- [Passage to read]
◆ ◆ ◆ ◆
Libra is a stable cryptocurrency that’s backed by a reserve of assets and governed by an independent association that’s comprised of multinational corporations, non-profit institutions, crypto-focused companies, and investors.

Announced Libra Association Founding Members

While Fidelity, Square, and JP Morgan have made meaningful contributions over the years, I think the breadth and size of the Libra Association marks a milestone in the legitimacy of the cryptocurrency industry. In this post, I will focus on an underexamined aspect which I believe will make or break the project — governance.

It remains to be seen whether a group of organizations will be able to successfully coordinate around building and maintaining a public good. Moreover, it is unclear whether the benefits of this public good is a strong enough incentive for organizations with conflicting priorities and complex competitive dynamics to work together, especially with the inevitable regulatory pressure to follow.

In this post, I will cover:

  • Libra’s currency and governance model design
  • An analysis of Libra’s governance model and incentives for Association members
  • Best- and worst-case scenarios for Libra adoption

Libra’s analogs

Before diving into the governance model, it’s important to define what exactly is being governed. To understand this, it’s helpful to first think about Libra in the context of similar currency designs:

Currency Boards

Libra’s design is actually similar to that of a currency board, which is a monetary authority that maintains a fixed exchange rate with a foreign currency. A currency board issues into circulation local notes and coins that are anchored to a foreign currency, referred to as the reserve or anchor currency. The anchor currency is a strong, internationally-traded currency (e.g. USD) and the value and stability of the local currency are directly linked to that of the foreign anchor currency. The most prominent example today is Hong Kong, which operates a currency board known as the Hong Kong Monetary Authority. Historically, the U.S. also maintained a special case of a currency board where the value of the U.S. Dollar was linked to the value of gold instead of a foreign currency.

Special Drawing Rights

Libra is not a 1:1 peg to any single currency, however. Instead, it has a floating exchange rate based on an underlying basket of assets. In this sense, Libra’s design also resembles that of Special Drawing Rights (SDRs), which is an international monetary reserve currency created by the International Monetary Fund (IMF) in 1969 that operates as a supplement to the existing money reserves of member countries. It is essentially a synthetic reserve asset that’s built from a basket of fiat currencies. The SDR basket is reviewed by the IMF every five years and currently consists of the U.S. Dollar (41.73%), Euro (30.93%), Renminbi (10.92%), Japanese Yen (8.33%), and British Pound (8.09%).

Similarly, one of the most important governance decisions for Libra will be around managing the reserve because it underpins the stability of the currency and thus the utility of the network. More broadly, governance will be focused on developing the network and allocating funds to social-impact causes.

Libra’s governance model

The whitepaper introduces several components that govern the project. I will provide an overview of each component before diving into the analysis. The source for the descriptions and diagrams could be found here.

The Libra Association

The Libra Association is an independent, not-for-profit membership organization headquartered in Switzerland. It is currently comprised of 28 Founding Members and hopes to have approximately 100 members by mid-2020.

The high-level organizational structure of the Libra Association

The Libra Association Council

The Association is governed by the Libra Association Council, which is comprised of one representative per validator node. Together, they make decisions on the governance of the network and reserve, with major policy or technical decisions requiring the consent of two-thirds of the votes (i.e. a supermajority).
◆ ◆ ◆ ◆
- [Information given]

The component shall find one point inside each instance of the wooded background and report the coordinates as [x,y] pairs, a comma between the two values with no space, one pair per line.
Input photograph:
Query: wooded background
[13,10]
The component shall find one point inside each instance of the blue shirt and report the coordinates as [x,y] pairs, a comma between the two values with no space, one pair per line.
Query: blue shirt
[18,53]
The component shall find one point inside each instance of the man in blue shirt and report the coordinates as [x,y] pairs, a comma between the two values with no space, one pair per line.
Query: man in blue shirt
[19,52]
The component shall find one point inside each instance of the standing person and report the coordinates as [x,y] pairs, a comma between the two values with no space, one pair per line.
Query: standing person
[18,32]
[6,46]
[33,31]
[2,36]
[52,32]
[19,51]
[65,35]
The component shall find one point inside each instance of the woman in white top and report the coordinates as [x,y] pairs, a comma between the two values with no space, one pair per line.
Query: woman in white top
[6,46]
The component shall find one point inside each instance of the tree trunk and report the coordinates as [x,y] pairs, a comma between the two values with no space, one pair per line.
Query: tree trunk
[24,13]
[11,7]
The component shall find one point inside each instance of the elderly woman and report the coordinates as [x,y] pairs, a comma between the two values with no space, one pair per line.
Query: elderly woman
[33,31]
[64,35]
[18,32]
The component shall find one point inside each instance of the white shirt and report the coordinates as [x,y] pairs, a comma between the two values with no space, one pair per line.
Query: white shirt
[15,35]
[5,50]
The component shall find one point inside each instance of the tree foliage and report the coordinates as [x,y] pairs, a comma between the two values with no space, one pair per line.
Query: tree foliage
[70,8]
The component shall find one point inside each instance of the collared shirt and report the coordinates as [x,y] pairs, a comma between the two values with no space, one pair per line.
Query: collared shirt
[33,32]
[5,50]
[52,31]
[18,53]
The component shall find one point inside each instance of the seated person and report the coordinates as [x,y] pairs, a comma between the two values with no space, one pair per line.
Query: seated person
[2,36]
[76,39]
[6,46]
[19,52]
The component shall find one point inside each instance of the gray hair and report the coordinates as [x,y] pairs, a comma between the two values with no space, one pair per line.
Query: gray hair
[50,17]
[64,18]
◆ ◆ ◆ ◆
- [Objective] In the Libra passage above, how many members does the Libra Association hope to have by mid-2020?

- [Complete output] Approximately 100 members.